##### Passage #####

Up to 1790, women convicted of High Treason and Petty Treason were burned at the stake. Although I am sure you have a perception of what High Treason is, as a crime in those days, it also encompassed several other offences, notably coining. Coining covered several individual offences relating only to gold and silver coins, e.g. clipping coins to provide coin metal for forgeries, colouring coins to make them appear of higher value, making counterfeit coins and having the equipment to do any of the above. Coining was considered treasonable because it directly affected the State and confidence in the currency.

The crime.

#####

Work to complete:
• 1. Answer these questions about the passage on treason and coining:
(a) Until what year were women convicted of High Treason and Petty Treason burned at the stake?
(b) Which coins did the coining offences relate to?
(c) According to the passage, why was coining considered treasonable?
• 2. Please write the next part of the passage on treason and coining, starting after its final heading, "The crime."

##### Data excerpts #####

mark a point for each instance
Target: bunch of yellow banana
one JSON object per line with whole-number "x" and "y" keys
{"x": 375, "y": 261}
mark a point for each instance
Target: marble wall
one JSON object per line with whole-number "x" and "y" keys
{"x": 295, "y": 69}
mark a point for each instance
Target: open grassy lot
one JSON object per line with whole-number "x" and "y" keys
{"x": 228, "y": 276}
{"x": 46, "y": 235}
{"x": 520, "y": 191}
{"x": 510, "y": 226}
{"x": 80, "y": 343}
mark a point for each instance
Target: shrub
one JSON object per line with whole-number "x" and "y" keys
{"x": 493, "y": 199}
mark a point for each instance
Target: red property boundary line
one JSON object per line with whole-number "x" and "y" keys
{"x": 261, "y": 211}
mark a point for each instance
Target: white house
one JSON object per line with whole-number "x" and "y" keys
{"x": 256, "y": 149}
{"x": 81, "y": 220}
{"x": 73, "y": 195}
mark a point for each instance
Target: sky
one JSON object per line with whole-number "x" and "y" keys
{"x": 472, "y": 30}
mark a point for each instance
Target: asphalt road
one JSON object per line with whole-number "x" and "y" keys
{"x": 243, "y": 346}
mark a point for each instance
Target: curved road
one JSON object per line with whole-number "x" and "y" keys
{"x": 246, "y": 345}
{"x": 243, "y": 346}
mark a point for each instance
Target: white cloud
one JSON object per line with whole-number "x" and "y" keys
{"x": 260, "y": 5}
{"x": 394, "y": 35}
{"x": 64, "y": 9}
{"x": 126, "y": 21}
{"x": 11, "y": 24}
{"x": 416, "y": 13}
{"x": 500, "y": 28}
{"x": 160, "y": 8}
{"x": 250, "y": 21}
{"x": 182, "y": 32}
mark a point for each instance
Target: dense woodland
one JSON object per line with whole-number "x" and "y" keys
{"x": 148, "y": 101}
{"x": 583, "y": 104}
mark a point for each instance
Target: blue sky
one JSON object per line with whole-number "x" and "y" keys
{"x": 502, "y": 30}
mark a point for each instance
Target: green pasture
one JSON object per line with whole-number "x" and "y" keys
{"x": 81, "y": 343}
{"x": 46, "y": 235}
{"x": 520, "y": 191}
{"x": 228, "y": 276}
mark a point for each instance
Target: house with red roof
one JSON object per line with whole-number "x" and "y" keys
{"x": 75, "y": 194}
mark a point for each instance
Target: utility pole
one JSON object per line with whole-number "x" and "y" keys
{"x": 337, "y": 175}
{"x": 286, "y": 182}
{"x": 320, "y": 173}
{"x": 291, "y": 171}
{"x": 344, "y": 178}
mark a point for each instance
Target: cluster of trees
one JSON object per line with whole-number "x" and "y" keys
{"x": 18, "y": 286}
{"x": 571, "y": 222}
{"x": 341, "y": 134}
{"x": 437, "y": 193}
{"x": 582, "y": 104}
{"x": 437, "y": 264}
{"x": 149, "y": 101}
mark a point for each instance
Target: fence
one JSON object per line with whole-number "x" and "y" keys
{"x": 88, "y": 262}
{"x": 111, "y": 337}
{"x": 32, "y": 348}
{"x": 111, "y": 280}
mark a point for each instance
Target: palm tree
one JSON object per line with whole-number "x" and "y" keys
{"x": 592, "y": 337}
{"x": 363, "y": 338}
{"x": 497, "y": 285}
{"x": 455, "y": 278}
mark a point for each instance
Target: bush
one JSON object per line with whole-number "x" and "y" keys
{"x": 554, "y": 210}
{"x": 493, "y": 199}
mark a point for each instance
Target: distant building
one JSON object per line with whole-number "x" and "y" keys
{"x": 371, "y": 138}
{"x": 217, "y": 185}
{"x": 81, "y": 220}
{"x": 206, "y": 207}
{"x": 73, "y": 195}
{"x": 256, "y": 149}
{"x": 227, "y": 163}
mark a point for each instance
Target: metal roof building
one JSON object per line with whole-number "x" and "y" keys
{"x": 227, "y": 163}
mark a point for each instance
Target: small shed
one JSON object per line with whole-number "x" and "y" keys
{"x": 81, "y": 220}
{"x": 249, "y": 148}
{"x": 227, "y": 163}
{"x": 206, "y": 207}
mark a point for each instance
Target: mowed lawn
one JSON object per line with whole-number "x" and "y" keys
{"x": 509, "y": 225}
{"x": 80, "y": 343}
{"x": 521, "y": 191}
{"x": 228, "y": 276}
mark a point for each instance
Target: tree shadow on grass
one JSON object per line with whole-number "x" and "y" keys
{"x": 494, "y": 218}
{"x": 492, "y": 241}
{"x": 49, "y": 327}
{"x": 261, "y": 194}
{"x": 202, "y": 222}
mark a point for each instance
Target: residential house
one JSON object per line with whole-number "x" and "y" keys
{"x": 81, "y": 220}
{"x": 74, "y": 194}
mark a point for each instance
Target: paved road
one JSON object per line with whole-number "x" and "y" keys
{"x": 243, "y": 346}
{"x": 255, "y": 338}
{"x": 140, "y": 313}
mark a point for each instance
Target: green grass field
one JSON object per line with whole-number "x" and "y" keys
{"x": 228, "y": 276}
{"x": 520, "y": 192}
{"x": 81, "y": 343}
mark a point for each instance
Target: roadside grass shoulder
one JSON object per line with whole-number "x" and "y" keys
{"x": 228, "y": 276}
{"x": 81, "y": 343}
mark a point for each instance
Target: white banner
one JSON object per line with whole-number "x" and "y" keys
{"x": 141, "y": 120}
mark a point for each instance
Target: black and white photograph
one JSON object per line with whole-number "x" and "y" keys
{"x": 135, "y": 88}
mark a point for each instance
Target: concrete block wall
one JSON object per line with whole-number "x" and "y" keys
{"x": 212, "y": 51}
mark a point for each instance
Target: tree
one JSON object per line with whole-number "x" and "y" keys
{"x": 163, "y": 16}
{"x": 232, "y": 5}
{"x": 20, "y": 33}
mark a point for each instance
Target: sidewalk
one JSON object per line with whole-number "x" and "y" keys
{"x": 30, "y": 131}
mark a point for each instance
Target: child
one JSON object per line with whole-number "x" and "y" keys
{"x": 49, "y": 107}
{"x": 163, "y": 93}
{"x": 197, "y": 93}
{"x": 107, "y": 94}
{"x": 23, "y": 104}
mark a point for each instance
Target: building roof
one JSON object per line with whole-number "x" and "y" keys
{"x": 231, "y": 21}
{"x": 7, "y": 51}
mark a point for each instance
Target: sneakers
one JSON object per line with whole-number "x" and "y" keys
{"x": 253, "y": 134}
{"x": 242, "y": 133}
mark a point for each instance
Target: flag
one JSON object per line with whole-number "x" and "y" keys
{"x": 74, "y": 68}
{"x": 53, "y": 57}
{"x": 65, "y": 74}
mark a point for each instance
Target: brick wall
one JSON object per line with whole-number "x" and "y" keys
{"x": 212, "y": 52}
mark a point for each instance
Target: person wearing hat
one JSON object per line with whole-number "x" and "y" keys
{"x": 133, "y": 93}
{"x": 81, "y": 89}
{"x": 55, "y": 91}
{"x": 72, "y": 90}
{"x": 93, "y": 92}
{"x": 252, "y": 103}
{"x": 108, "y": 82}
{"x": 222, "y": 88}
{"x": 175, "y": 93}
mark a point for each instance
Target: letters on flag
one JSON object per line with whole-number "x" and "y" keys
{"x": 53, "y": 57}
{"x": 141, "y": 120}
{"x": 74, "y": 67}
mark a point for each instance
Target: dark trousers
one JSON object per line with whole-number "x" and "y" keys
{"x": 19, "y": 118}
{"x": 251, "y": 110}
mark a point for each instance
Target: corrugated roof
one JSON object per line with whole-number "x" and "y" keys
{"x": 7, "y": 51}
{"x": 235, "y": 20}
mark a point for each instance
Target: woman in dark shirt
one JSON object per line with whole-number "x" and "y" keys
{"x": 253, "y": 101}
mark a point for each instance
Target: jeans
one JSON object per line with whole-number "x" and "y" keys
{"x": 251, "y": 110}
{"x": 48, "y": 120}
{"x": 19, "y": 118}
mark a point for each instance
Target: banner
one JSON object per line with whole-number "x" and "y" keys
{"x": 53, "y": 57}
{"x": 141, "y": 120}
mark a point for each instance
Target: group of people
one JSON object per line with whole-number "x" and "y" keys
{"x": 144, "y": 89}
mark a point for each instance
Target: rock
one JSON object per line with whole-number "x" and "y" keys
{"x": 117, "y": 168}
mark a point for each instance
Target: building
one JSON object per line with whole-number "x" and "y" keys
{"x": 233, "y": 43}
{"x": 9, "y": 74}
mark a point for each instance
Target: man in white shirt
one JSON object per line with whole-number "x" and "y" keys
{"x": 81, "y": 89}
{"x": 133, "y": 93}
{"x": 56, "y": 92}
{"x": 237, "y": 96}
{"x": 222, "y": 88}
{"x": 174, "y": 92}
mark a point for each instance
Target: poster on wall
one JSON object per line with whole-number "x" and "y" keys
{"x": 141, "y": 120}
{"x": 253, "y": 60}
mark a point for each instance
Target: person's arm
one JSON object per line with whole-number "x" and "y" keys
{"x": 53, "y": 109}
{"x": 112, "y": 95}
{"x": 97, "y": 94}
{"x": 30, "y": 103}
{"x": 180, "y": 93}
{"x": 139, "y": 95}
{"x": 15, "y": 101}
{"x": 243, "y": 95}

#####

Task answers:
• 1.
(a) 1790
(b) Only gold and silver coins
(c) Because it directly affected the State and confidence in the currency

• 2.
Under the name of Mrs. Brown, Phoebe Harris had rented a room from one Joel Sparkes at a house in Drury Lane, London (No. 19, in Swan-yard) before Christmas 1785. A friend of hers, Francis Hardy, had recommended her to Sparkes, describing her as a captain’s widow with a private income. In reality, it seems that Phoebe had been separated from her husband for two or three years. Whilst Phoebe lived at this address she was regularly engaged in filing and clipping coins and then using the metal to make new counterfeit coins in sand moulds. Francis Hardy was the person who was later to inform the police of the goings on at No. 19. There was a suggestion, flatly denied by him in court, that Francis Hardy had had a relationship with Phoebe. He did, however, take her teenage daughter in as a servant on the day of her mother’s arrest.

Arrest.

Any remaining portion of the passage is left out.